- Opening Delimiter -

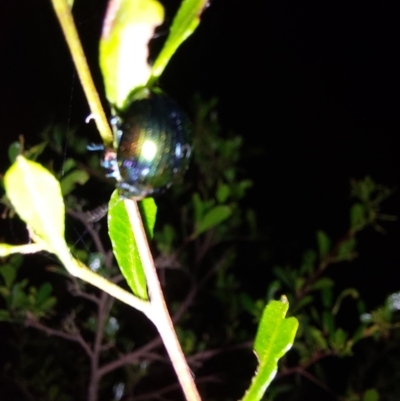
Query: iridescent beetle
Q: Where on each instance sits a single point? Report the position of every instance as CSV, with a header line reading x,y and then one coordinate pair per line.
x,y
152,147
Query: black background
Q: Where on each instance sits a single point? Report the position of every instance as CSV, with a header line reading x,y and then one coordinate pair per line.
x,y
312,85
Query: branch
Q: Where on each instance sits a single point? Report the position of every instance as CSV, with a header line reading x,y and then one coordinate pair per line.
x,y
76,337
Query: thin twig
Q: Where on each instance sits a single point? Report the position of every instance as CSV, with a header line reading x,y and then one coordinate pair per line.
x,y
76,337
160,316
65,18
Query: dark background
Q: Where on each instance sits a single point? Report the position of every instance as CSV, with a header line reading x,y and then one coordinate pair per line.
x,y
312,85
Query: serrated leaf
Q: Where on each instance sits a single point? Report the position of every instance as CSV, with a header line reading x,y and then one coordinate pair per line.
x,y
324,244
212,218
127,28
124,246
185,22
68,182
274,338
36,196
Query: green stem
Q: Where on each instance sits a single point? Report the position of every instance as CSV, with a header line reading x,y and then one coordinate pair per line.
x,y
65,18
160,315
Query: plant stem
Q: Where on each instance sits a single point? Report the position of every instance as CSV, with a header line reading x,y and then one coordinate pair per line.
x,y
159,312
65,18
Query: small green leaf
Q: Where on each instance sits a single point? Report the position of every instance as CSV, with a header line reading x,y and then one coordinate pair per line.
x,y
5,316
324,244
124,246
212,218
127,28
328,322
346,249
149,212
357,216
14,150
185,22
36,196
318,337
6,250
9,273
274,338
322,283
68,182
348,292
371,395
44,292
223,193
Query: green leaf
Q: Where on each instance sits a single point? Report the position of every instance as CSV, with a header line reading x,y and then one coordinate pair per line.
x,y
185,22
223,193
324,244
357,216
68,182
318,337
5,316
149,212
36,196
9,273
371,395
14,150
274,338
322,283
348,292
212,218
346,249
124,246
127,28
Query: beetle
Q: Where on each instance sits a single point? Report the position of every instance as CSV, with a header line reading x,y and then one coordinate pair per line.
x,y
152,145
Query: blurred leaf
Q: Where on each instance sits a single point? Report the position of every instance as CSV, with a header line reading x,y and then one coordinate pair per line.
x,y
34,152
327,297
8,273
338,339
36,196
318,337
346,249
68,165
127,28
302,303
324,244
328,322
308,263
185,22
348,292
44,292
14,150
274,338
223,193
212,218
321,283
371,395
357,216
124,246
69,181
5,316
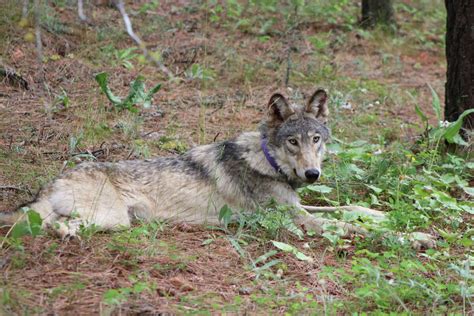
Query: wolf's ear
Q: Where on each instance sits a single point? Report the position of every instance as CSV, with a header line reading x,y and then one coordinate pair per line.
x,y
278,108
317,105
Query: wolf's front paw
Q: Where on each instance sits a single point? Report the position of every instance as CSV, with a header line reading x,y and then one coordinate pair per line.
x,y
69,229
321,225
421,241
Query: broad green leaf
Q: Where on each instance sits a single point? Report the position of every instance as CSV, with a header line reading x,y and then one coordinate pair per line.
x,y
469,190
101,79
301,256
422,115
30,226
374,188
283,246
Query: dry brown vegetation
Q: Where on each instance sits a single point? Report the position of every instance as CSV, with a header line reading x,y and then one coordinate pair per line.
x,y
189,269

- Closing Delimiter -

Please copy the preceding records exactly and omit the images.

• **WRITTEN SOLUTION**
Query: iridescent beetle
Q: Where on each instance sits a single point? Report the position of every instance as CSV, with a header line reading x,y and then one coordinate pair per line.
x,y
152,147
Query: black background
Q: Where on each instance sits a single point? Report the position of every instance as CSV, with a header line reading x,y and then one coordinate pair per line.
x,y
312,85
Query: branch
Q: Where on each instance sits a single point? Report the position of every instance as CSV, with a header line reading x,y and then one coordinate pair per line.
x,y
76,337
Query: thin twig
Q: Where on each instance sits a single point? Report the position of every instance as CSV, with a header line reading x,y and then one coordinate pair per line.
x,y
76,337
160,316
65,18
Query: dark background
Q: Where on each instance sits a single point? Report the position of every instance as CSV, with a header line reading x,y and then one coordinate pair per line.
x,y
312,85
Query: serrated leaf
Q: Where on each instance sits a single point? Report the position of every instance as CSV, with a header line reading x,y and then one coordinate pair per line.
x,y
324,244
212,218
127,28
124,246
185,22
68,182
274,338
36,196
Query: green stem
Q: Where on each instance sits a single point? Report the position of every instance as CSV, with a header line reading x,y and then one coordinate pair per line.
x,y
65,18
160,315
Query: plant stem
Q: Where on each instance sits a single point? Report the position of every instance as CSV, with a header line reading x,y and then one coordinate pair per line.
x,y
159,312
65,18
Query: small green leaf
Q: Where on each instance sits a single point? Report the position of every instance as CSV, with a header line reading x,y and then one coordinate pair per line.
x,y
5,316
324,244
124,246
212,218
127,28
328,322
346,249
149,212
357,216
14,150
185,22
36,196
318,337
6,250
9,273
274,338
322,283
68,182
348,292
371,395
44,292
223,193
Query: green leaf
Q: Where on each instance sits a single point? Report the position of every instance as CSV, with a header line reading x,y and then one coordinate pair per line.
x,y
185,22
223,193
324,244
357,216
68,182
318,337
5,316
149,212
36,196
9,273
371,395
14,150
274,338
322,283
348,292
212,218
346,249
124,246
127,28
Query: beetle
Q: Where on each instance sits a single point? Report the position of every instance as CSV, with a header line reading x,y and then one coordinate pair per line.
x,y
152,145
Query: blurred leaf
Q: Where on each instance sits a single point? Report the position of every instance as CSV, with a header line reading x,y and then one coordinate pair per line.
x,y
34,152
327,297
8,273
338,339
36,196
318,337
346,249
68,165
127,28
302,303
324,244
328,322
308,263
185,22
348,292
44,292
14,150
274,338
223,193
212,218
321,283
371,395
357,216
124,246
69,181
5,316
Query: wolf's ear
Q: Where on each instance sits a single point? Report the position of every instance as CSV, with a header line reading x,y and then one coordinate pair per line.
x,y
278,108
317,105
Query: wolf's front paw
Q: Where on each instance sits a single point? Report the position of every instance as CSV, with a header line reading x,y and then one coordinate pair per line.
x,y
69,229
321,225
421,241
Query: broad green leaf
Q: Where on each instance sits a single point? Report the position of every instance as CSV, with a header line reading x,y and then one coordinate pair per line.
x,y
469,190
101,79
301,256
422,115
30,226
374,188
283,246
Query: dry brown vegetation
Q: Where on each instance sits a single point? Report the position of every instance as CSV, with a header line reading x,y and then one coordinate pair per line.
x,y
189,269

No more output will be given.